[Stored dataset items]
====================
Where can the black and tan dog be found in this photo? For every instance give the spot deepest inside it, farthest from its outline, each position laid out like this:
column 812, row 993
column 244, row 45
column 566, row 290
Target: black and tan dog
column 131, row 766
====================
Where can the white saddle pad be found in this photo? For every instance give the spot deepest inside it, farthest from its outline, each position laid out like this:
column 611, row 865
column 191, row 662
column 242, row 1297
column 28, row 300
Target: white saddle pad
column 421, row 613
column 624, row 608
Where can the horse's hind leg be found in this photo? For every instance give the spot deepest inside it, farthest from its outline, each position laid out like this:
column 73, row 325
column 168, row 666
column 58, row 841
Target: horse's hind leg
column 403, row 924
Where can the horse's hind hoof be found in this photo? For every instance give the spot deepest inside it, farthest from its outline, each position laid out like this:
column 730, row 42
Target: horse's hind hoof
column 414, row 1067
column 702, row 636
====================
• [Task brief] Copy the stretch of the records above that runs from the line with "column 168, row 666" through the line with "column 730, row 42". Both end lines belong in the copy, and nothing else does.

• [Solution for this task]
column 168, row 666
column 58, row 841
Target: horse's hind leg
column 403, row 924
Where can the horse's hind hoof be found in this photo? For every instance give the spot deepest inside it, farthest from its outline, each position laid out like this:
column 730, row 42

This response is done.